• [Written request]: Can you transcribe word for word the entries below, from the line with "leg and report the pixel coordinates." through the end of the entries?

-- begin Dataset records --

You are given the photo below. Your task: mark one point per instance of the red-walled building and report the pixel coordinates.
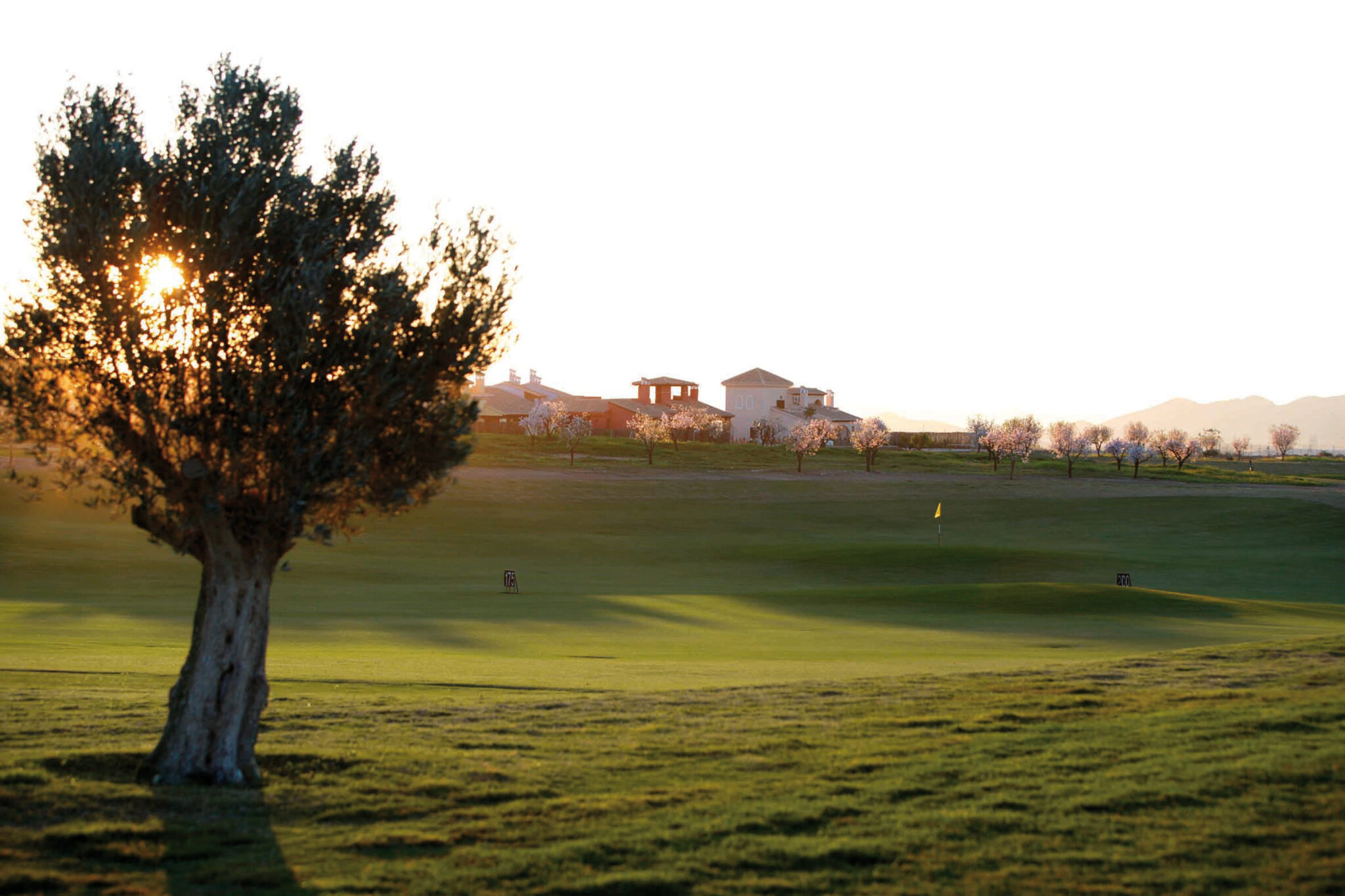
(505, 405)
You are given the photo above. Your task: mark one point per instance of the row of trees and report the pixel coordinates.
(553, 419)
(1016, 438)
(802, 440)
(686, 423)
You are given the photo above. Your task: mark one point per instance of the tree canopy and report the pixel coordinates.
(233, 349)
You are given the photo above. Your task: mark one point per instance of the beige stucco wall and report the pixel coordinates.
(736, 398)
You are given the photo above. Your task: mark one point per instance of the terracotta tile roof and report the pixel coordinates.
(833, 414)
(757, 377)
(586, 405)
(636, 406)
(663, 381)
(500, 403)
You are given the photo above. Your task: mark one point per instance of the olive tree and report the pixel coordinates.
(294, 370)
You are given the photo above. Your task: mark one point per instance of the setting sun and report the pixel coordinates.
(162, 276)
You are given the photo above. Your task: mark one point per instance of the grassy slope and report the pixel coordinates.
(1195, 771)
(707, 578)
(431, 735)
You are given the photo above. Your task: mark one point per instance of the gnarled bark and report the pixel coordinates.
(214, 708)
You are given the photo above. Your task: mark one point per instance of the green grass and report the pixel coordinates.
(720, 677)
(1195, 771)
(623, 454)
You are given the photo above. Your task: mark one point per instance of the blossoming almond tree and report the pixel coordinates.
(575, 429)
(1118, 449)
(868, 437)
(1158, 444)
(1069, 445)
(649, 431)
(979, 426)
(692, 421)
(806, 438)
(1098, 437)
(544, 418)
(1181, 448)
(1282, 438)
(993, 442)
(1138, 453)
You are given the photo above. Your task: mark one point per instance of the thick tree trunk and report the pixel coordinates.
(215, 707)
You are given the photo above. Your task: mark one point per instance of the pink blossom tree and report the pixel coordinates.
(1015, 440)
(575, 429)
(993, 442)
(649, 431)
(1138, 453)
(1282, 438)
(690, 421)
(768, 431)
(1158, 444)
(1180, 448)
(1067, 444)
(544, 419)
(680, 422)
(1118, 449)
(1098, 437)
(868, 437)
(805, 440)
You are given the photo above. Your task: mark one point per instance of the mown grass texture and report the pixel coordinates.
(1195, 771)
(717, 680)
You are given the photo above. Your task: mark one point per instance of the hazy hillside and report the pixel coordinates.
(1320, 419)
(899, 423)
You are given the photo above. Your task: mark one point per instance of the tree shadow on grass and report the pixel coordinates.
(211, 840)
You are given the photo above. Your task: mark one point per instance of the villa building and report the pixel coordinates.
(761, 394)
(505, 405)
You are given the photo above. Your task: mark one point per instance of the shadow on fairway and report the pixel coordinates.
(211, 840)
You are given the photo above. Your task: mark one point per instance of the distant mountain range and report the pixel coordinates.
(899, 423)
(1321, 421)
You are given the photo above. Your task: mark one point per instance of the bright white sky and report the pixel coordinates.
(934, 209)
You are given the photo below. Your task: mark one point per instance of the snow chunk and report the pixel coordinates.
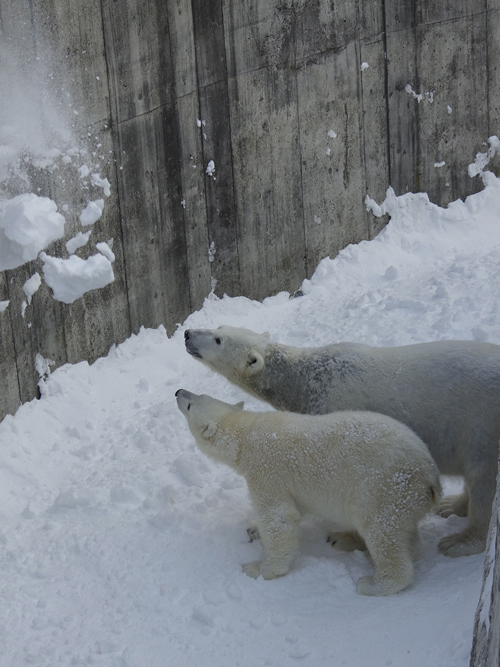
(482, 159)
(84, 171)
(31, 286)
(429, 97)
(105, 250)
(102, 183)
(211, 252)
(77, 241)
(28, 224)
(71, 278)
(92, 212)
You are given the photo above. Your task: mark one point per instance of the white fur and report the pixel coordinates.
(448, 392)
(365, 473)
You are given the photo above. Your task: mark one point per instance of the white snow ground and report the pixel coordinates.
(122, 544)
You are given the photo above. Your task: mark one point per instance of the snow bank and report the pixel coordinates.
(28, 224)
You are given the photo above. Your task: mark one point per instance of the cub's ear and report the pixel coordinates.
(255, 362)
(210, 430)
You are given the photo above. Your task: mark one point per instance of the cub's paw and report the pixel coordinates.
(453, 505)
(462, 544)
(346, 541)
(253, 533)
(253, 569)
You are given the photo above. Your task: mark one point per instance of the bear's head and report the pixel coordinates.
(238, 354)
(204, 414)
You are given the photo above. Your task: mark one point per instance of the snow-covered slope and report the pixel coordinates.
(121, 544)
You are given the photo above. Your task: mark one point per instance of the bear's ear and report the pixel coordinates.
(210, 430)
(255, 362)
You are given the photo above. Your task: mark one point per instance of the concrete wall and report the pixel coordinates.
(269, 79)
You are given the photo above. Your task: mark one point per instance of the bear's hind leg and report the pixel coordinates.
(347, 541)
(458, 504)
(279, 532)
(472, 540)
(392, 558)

-- end Dataset records --

• [Response to this exercise]:
You are given the photo above. Your task: mark one point per instance of the bear's hind leg and report the pixel coordinates.
(347, 541)
(458, 504)
(279, 532)
(472, 540)
(392, 558)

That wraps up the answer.